Di sebuah sudut Kecamatan Sorowako, Kabupaten Luwu Timur, aroma sampah begitu tajam menyengat. Nampak empat wanita sibuk memilah-milah – mana plastik, sampah basah, kaleng, hingga besi.
RAHMAT KURNIAWAN / SULTENG RAYA
Namun, di tempat inilah, PT Vale Indonesia mengelola sampah bukan sekadar untuk dibuang, melainkan diolah, dimanfaatkan, bahkan didonasikan kembali ke masyarakat.
Tempat itu bernama Segregation Plant atau dikenal juga dengan TPS3R – Tempat Pengolahan Sampah Reduce, Reuse, Recycle. Fasilitas ini berdiri sebagai wujud nyata dari komitmen lingkungan perusahaan tambang nikel tersebut. Setiap hari, sekitar 10 hingga 20 ton sampah dikelola di sini, dan dalam kondisi maksimal, bisa mencapai 30 ton per hari.
“Ini tempat untuk pemilahan sampah dari seluruh aktivitas operasional kami, mulai dari organik, anorganik, hingga limbah B3. Semuanya kami pisah dan kelola secara terpisah,” kata Senior Manager Environment Operation PT Vale, Muh. Firdaus Muttaqi, saat ditemui di lokasi, Jumat (25/7/2025).

- [CUPLIKAN DATA]:
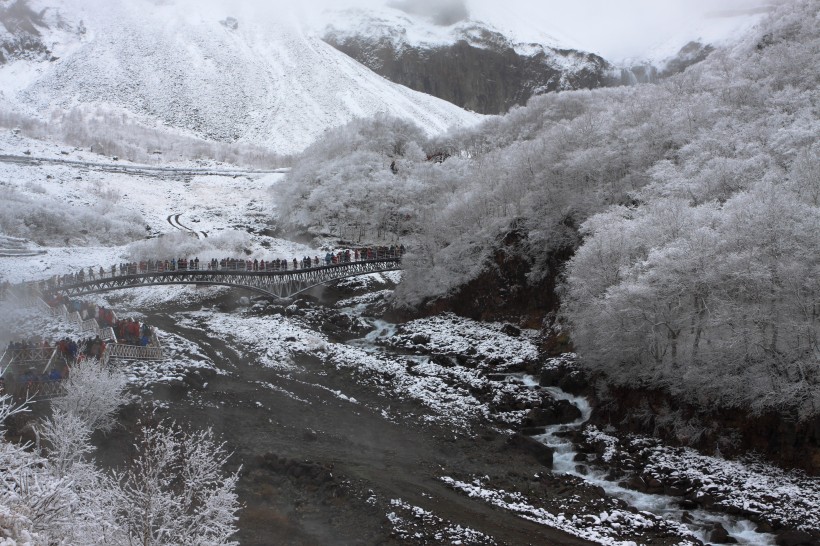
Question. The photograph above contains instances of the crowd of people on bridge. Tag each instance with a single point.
(22, 359)
(127, 331)
(227, 264)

- [YANG PERLU DIKERJAKAN]:
**1)** Tulis ulang kata per kata bagian teks tentang pengelolaan sampah di Sorowako, dari "Di sebuah sudut" sampai "kaleng, hingga besi.".
**2)** Tuliskan lanjutan teks tentang pengelolaan sampah di Sorowako, dimulai setelah kalimat terakhirnya.

- [JAWABANNYA]:
**1)**
Di sebuah sudut Kecamatan Sorowako, Kabupaten Luwu Timur, aroma sampah begitu tajam menyengat. Nampak empat wanita sibuk memilah-milah – mana plastik, sampah basah, kaleng, hingga besi.

**2)**
Sampah organik yang terkumpul mencapai 500 hingga 700 kilogram per hari. Alih-alih dibuang, seluruh limbah ini diolah menjadi kompos berkualitas. Kompos tersebut dimanfaatkan langsung oleh PT Vale untuk reklamasi lahan tambang, pemupukan bibit tanaman, dan sebagian kecil diberikan kepada komunitas sekitar jika ada permintaan.
“Produksi kompos ini sebenarnya masih belum mencukupi untuk kebutuhan reklamasi kami, jadi sebagian besar masih kami gunakan sendiri,” jelas Firdaus.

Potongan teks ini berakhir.